◆ **Document segment**
Updated: Jun 2, 2022


The recent shooting at an elementary school in Uvalde, Texas, that has killed 19 children and two adults and marks the 27th school shooting this year. We all want to protect our children from its known occurrence, but most if not all the solutions posed have become politically charged and hotly debated with little consensus. We already know the brain of a young male doesn’t fully mature until his mid-twenties or later, adding to poor and impulsive decisions with little thought about the long-term consequences. Plenty of respected research points to a strong correlation between bullying and school shootings as well as mental health and school shootings. Insert easy access to guns to the mix and well, maybe it all looks like one big, surreal video game to some school shooters. Except, there’s no reset button when it ends in the slaughter of our children.


I’m not suggesting I have the answer, but I do have an opinion. We must do more to provide a fear-free learning environment for our kids. Either we need to dramatically step up the availability of quality adolescent mental health care, along with the professional supervision of at-risk youth, or we choke off easy access to guns. At a minimum, restrictions on semi-automatic weapons and related assault-style peripherals (bump stocks, high-capacity clips, etc.) would reduce the carnage. Until then, schools MUST limit points of entry and establish screening checkpoints.

In the meantime, if you are a student, teacher, or school staff, there are steps that can be taken to improve your chances of surviving such an ordeal if you are ever faced with it. By now, it should be painfully obvious that waiting for the police or school security to quickly enter and confront the shooter is wishful thinking. Despite national guidelines established since Columbine, and a lot of investment in active shooter training, it almost never happens. Here are the basic strategies you should discuss with your child.

◆ **Dataset excerpt**
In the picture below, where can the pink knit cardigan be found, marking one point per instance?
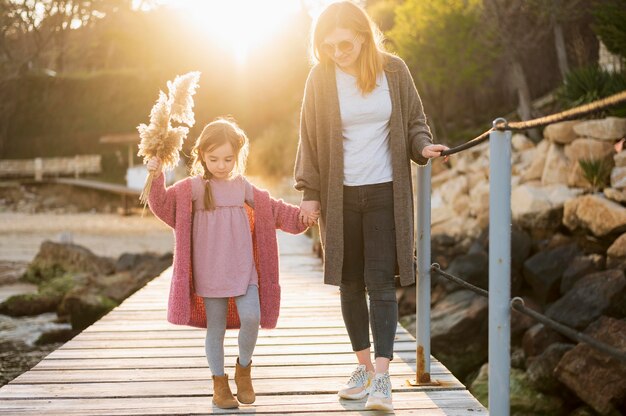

◆ **Exercise goal**
According to the school shooting piece, how many school shootings had there been this year, counting the one in Uvalde? The material has no connection to the school shooting piece.

◆ **Full output**
The Uvalde shooting was the 27th school shooting this year.